## GIVEN RECORDS
## START

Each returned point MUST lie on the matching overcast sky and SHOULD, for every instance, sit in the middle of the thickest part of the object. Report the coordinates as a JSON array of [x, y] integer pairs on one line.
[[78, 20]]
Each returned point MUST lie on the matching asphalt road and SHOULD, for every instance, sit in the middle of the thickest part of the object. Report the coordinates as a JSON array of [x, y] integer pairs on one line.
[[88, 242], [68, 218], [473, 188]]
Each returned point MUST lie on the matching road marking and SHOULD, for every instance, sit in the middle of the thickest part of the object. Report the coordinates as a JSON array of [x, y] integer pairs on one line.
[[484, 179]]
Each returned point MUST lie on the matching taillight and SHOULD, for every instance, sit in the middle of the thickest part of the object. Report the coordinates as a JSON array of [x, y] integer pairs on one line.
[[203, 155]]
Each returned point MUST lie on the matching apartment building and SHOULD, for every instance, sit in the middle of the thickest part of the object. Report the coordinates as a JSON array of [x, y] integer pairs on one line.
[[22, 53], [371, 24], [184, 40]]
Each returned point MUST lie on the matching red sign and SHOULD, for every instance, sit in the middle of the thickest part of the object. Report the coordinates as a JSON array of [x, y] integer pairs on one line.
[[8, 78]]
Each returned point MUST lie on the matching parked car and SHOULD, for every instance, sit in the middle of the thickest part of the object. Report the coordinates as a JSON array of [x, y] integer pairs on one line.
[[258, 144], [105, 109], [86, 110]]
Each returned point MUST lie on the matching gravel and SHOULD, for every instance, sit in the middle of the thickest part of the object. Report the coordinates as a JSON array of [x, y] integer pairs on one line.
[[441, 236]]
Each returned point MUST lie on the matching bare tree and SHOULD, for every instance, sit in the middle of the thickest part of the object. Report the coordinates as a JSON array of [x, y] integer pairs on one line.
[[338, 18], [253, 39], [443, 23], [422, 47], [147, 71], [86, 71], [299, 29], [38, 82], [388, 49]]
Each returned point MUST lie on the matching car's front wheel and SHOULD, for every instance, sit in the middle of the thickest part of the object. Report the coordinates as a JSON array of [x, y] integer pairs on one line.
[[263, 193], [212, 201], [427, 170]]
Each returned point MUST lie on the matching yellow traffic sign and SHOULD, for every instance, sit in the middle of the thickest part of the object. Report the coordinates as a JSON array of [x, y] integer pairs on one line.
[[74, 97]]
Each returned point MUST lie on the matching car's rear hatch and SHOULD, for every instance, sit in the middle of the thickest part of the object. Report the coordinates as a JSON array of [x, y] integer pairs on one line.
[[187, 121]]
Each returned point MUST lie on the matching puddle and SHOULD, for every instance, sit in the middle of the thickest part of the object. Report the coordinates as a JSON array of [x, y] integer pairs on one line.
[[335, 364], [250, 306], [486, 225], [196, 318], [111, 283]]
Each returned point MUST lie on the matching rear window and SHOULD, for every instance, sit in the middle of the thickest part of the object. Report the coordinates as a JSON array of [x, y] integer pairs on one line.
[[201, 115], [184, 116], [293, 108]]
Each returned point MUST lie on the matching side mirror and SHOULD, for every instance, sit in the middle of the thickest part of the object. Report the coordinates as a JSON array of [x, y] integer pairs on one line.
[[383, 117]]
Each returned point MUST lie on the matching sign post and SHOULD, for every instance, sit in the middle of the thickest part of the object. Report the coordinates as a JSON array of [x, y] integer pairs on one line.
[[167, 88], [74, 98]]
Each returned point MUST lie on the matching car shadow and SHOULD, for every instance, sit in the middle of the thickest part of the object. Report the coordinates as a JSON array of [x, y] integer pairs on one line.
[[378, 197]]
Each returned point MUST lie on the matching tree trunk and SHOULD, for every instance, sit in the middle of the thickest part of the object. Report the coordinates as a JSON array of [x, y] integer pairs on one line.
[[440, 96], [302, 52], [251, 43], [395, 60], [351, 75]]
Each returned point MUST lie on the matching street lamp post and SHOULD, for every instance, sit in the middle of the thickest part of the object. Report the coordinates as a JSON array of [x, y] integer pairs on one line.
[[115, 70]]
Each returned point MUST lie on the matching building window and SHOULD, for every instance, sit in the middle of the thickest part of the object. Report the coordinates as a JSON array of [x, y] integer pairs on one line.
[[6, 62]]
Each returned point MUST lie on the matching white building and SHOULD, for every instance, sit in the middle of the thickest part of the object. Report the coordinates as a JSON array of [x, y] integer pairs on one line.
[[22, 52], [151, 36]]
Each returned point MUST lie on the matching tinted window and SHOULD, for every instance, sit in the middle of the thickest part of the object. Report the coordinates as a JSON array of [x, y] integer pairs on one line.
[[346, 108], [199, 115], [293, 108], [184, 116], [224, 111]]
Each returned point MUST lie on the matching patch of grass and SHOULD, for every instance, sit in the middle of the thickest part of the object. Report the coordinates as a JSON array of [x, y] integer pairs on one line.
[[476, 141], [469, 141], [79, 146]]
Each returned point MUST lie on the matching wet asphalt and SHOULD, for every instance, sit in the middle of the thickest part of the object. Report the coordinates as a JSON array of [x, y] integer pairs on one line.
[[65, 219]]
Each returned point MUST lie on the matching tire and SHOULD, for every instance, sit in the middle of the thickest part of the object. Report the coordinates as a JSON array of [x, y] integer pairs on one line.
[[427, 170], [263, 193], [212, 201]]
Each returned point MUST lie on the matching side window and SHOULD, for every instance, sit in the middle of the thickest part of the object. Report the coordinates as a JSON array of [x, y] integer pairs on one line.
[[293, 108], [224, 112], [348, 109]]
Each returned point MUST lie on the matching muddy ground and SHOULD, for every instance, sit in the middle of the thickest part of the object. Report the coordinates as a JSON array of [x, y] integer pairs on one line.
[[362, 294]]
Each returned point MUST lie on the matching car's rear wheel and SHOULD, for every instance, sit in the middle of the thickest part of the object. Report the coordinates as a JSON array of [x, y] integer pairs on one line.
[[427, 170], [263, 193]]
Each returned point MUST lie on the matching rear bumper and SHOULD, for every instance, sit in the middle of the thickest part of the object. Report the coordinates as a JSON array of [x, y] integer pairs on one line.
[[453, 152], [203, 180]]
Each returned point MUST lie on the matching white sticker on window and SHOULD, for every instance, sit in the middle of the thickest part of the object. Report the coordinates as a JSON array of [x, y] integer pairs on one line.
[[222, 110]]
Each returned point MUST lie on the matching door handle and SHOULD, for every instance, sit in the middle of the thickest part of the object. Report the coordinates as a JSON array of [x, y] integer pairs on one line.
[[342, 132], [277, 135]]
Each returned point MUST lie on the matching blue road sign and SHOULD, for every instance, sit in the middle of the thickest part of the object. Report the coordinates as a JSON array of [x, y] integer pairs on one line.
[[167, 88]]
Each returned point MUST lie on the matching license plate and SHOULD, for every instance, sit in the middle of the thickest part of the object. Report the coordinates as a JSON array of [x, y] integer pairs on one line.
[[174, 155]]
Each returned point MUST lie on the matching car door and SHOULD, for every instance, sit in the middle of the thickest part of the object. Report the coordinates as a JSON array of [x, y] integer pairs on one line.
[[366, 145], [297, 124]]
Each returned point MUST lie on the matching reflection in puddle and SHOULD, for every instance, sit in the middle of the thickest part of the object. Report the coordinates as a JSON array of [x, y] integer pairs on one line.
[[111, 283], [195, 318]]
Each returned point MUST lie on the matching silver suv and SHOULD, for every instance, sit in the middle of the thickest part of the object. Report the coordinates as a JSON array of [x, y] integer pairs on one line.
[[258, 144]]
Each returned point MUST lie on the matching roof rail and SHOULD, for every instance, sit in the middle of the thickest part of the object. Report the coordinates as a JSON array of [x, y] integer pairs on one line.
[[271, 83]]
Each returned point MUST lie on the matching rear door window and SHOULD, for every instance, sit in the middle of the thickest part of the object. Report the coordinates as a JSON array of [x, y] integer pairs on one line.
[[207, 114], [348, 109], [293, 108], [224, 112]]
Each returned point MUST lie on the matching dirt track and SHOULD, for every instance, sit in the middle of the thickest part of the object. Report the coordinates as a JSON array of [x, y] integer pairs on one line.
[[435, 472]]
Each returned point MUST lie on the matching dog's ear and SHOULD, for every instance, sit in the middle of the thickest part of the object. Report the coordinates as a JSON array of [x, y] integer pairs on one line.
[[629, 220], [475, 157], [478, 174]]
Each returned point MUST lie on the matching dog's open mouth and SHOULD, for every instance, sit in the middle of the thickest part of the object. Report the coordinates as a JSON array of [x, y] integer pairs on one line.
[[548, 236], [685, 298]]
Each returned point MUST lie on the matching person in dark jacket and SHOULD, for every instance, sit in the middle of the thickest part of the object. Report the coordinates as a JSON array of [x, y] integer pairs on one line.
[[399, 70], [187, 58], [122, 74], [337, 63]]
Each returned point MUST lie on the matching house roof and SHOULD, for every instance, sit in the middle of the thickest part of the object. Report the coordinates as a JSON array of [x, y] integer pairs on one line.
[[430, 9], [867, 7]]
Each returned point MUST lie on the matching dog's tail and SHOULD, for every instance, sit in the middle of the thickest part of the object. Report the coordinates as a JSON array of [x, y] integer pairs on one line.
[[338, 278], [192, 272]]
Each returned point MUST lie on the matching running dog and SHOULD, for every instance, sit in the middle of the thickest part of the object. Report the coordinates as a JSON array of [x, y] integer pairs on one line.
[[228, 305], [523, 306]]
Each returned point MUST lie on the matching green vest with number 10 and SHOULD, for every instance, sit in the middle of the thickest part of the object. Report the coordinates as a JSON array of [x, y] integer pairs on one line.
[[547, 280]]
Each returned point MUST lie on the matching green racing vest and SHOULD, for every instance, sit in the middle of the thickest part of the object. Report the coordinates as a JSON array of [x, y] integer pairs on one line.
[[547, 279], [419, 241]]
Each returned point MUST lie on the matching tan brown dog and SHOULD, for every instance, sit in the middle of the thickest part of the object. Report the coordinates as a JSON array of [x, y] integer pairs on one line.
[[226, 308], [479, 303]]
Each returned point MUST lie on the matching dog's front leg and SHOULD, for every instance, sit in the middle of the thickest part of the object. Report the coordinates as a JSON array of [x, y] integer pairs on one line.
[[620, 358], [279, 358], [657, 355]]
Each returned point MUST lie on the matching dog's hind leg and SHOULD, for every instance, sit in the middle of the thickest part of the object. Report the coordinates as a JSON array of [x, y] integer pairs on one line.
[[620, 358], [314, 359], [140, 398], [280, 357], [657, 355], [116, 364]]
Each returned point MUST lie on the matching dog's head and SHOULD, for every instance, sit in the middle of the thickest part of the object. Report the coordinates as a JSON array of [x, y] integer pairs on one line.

## END

## EXERCISE DIRECTIONS
Please copy out the rows word for word, from the line with "Each returned point MUST lie on the matching puddle" to the line with "[[378, 197]]", including both of those lines.

## OUTPUT OF THE TASK
Each returned point MUST lie on the matching puddle and SHOULD, for every instance, sit in the middle of the thickest part of the object. Report the coordinates as a JSON array of [x, y] integer pairs on one line.
[[335, 364], [250, 306], [486, 225], [196, 318], [111, 283]]
Each returned point MUST lie on the matching rear window and SHOULD, for every instance, sit in the middle of the thickest part of the object. Report the coordinates as a JSON array of [x, y] integer pairs on one line.
[[201, 115], [184, 116], [293, 108]]
Each returned point MUST lie on the matching side mirror and SHOULD, for every instance, sit in the middle of the thickest part of the object. Report the coordinates as a JSON array of [x, y] integer pairs on one line.
[[383, 117]]
Each returned point MUST lie on the matching sign post and SHOULD, for every instance, sit in the middle of the thickest part of the object. Report the coordinates as a JSON array of [x, y] integer pairs on one line.
[[167, 88], [74, 98]]
Each returned point MUST lie on the matching car shadow and SHOULD, for every instance, sit in the middle of the thickest part of the object. Report the coordinates as a JSON array of [x, y] integer pairs on one line.
[[378, 197]]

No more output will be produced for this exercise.